_Testo fornito_
Società | Bolzano

Chiude il bar Persefone

Venduta la storica “stuzzicheria” di via Rovigo dopo vent’anni d’attività. Con lei finisce il microcosmo creato dal proprietario Carlo Gresia. Un ricordo personale.
Persefone
Foto: SALTO/Val
  • A pranzo per la cena, a cena per il pranzo”. Era questa l’unica richiesta, quasi un motto, ripetuta da Carlo a chi desiderava prenotare al “suo” Persefone: all’ora di pranzo per l’ora di cena, la sera prima per il pranzo del giorno dopo. Al tipo di ordinazione, invece, non veniva posto alcun limite: dalla pizza alla pasta, dalla carne sino addirittura al pesce, “faccio la spesa e vi preparo ciò che desiderate”. Un menù “aperto”, non scritto, valido anche per alunni e alunne delle vicine Manzoni che, usciti da scuola, potevano trovare una piadina calda o qualcos’altro da mangiare prima di rientrare a casa, nell’attesa del pranzo o degli stessi genitori. Genitori che sapevano dove trovare i loro figli: al Persefone. “Li ho visti crescere”, ripete Carlo, e loro tornano anche quando sono diventati grandi, ripete ancora, quando già lavorano o sono iscritti all’università: tornano a salutarmi, dice, e magari torneranno con altri figli, nel ciclo continuo della vita.

_Svolgi quanto segue_
1. Rispondi a queste domande sull'articolo dedicato al bar Persefone:
(a) In quale via si trovava il bar?
(b) Come si chiama il proprietario?
(c) Che cosa potevano trovare gli alunni e le alunne all'uscita da scuola?
2. Per favore, seleziona ogni riga dei record che contiene la parola "chandelier", rispettando maiuscole e minuscole.
L'articolo e i record sono materiali distinti tra loro.

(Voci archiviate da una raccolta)
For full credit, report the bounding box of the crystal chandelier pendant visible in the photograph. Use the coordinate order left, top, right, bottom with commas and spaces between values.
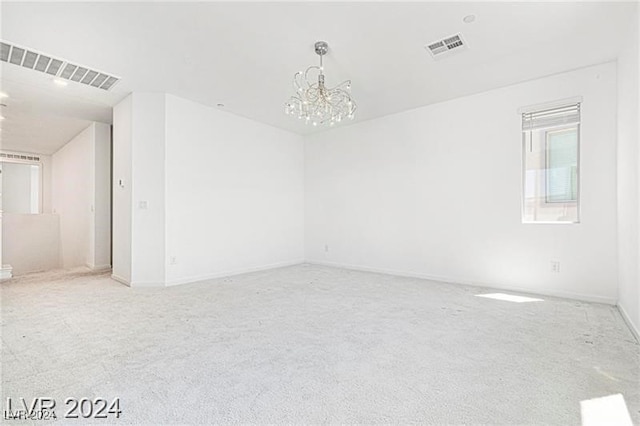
284, 41, 357, 126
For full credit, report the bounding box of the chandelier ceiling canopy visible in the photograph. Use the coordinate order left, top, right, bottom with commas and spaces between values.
284, 41, 356, 126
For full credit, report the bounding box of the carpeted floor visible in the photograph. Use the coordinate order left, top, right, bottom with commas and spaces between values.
0, 265, 640, 425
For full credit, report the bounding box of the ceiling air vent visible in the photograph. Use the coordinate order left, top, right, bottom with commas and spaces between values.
0, 41, 120, 90
0, 152, 40, 161
424, 33, 467, 59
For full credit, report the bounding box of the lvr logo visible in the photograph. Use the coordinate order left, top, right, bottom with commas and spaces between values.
6, 397, 56, 413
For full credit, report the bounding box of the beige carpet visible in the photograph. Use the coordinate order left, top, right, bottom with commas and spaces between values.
0, 265, 640, 425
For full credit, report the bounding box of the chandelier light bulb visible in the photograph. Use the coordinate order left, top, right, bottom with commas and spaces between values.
285, 41, 356, 126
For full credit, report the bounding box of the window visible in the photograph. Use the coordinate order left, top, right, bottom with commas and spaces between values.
0, 160, 41, 214
522, 102, 580, 223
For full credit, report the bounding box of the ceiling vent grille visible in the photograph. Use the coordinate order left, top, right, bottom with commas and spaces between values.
0, 152, 40, 161
0, 41, 120, 90
424, 33, 468, 59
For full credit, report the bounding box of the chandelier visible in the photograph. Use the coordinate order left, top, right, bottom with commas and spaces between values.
284, 41, 356, 126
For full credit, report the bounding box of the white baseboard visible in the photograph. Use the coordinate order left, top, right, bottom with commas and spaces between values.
0, 265, 13, 280
306, 260, 617, 305
166, 259, 305, 287
617, 304, 640, 343
86, 263, 111, 272
111, 274, 131, 287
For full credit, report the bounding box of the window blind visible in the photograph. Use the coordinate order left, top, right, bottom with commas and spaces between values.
522, 103, 580, 131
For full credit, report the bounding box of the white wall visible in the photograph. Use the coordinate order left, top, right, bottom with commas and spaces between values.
2, 213, 60, 275
305, 63, 617, 303
166, 96, 304, 284
112, 95, 133, 283
89, 123, 111, 269
618, 5, 640, 334
52, 126, 93, 268
130, 93, 165, 286
51, 123, 111, 268
114, 93, 304, 287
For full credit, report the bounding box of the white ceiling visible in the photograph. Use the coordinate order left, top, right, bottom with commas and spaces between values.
0, 2, 635, 154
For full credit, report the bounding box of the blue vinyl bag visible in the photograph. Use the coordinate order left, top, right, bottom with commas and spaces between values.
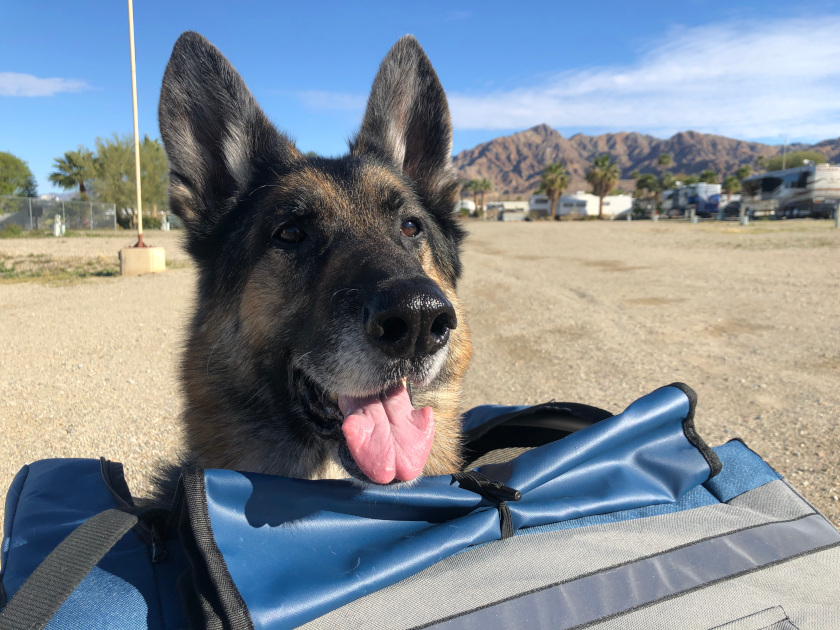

_Risposte agli esercizi_
1.
(a) In via Rovigo.
(b) Carlo Gresia.
(c) Una piadina calda o qualcos'altro da mangiare.

2.
For full credit, report the bounding box of the crystal chandelier pendant visible in the photograph. Use the coordinate order left, top, right, bottom with commas and spaces between values.
For full credit, report the bounding box of the chandelier ceiling canopy visible in the photograph. Use the coordinate order left, top, right, bottom with commas and spaces between values.
For full credit, report the bounding box of the chandelier light bulb visible in the photograph. Use the coordinate order left, top, right, bottom with commas and spaces between values.
For full credit, report the bounding box of the chandelier visible in the photograph. Use the coordinate order left, top, right, bottom with commas and spaces between values.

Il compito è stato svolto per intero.